---------- Source excerpt ----------

Hurricane categories consider windspeed but ignore one of the deadliest effects

The Saffir-Simpson Scale isn't working, but we can't abandon it.

One of the scariest things you can hear before a hurricane hits is that someone won’t evacuate because the storm hasn’t hit a certain category yet. Coastal residents’ over reliance on the Saffir-Simpson Hurricane Wind Scale is a dangerous prospect when a storm makes landfall. Hurricane Florence is the latest example of a storm that vastly over-performed its category on the scale. It made landfall as a category one, but that bottom-of-the-scale ranking doesn’t come close to describing the destructive storm surge or historic rainfall left in its wake. How do we fix the disconnect between a storm’s perceived strength and its actual hazards? It’s a tough call, and, unfortunately, it may not be possible to ditch the wind scale and start over.

The inevitable post-Florence debate among meteorologists and emergency managers included talk of scrapping the Saffir-Simpson Scale. As a weather reporter who’s spent years trying to talk about threatening hurricanes, I don’t think that’s entirely possible. The categories we use to describe wind strength in hurricanes is too deeply ingrained in the weather education of the United States to be able to completely remove it from the discussion. We have to work with the scale so that people in harm’s way pay proper attention to the winds, but also focus on the hazards posed by heavy rain and storm surge.

----------

» Required tasks
• 1. According to the article on hurricane categories, what category was Hurricane Florence when it made landfall?
• 2. Repeat the part of the article on hurricane categories starting with "One of the scariest" and going on through "and start over.".
• 3. Pick up the article on hurricane categories after its last sentence and keep writing it.

---------- Rows ----------

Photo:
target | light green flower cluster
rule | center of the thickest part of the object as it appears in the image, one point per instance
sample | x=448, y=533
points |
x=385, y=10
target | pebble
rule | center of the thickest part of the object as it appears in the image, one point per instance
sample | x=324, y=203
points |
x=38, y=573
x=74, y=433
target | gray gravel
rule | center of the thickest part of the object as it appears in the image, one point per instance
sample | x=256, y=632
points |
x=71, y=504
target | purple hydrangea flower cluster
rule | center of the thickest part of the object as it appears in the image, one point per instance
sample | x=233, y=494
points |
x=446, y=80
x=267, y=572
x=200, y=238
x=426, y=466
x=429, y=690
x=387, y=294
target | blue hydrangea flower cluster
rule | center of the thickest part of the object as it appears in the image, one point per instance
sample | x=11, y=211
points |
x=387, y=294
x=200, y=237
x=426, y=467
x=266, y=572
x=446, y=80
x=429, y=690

----------

» Answers below
• 1. Category one.

• 2.
One of the scariest things you can hear before a hurricane hits is that someone won’t evacuate because the storm hasn’t hit a certain category yet. Coastal residents’ over reliance on the Saffir-Simpson Hurricane Wind Scale is a dangerous prospect when a storm makes landfall. Hurricane Florence is the latest example of a storm that vastly over-performed its category on the scale. It made landfall as a category one, but that bottom-of-the-scale ranking doesn’t come close to describing the destructive storm surge or historic rainfall left in its wake. How do we fix the disconnect between a storm’s perceived strength and its actual hazards? It’s a tough call, and, unfortunately, it may not be possible to ditch the wind scale and start over.

• 3.
Developed by engineer Herbert Saffir and former Director of the National Hurricane Center Robert Simpson, the Saffir-Simpson Hurricane Wind Scale came about in the early 1970s to help meteorologists convey the destructive potential of a hurricane. Each category from one to five describes a new degree of potential damage in the areas that experience a storm’s highest sustained winds. A category one hurricane would produce superficial damage to a well-built home—breaking windows, gutters, and shingles—while the strongest winds of a category five hurricane would make rubble of even a sturdy structure.

This scale doesn’t always accurately describe the threat posed by storms. The majority of people who die in landfalling storms drown as a result of a storm surge or freshwater flooding from heavy rain.

Hurricane Florence was “only” a category one when it made landfall in North Carolina on September 14, 2018, but the hurricane’s large wind field brought a magnitude of storm surge flooding to the coast typically seen in a storm with much higher winds. Even worse, interior sections of North Carolina saw devastating flooding after the slow-moving storm produced up to three feet of rain in the days after landfall.

There are countless examples of storms that had effects much greater than their maximum sustained winds would suggest. Hurricane Ike, which devastated southeastern Texas in 2008, made landfall with the winds of a category two storm, but its size drove a storm surge greater than 20 feet deep into parts of the coast. Hurricane Katrina was a category three hurricane at landfall in Louisiana and Mississippi, but its size and former strength produced a storm surge you’d expect to see in a scale-topping storm.

Hurricane Harvey made landfall as a category four near Corpus Christi, Texas, in August 2017, leaving behind extensive wind damage where the eye came ashore. But Harvey drenched southeastern Texas and Louisiana for days after it weakened to a tropical storm, bringing about unprecedented rains and flooding, including an astounding five-foot rainfall total near Beaumont, Texas.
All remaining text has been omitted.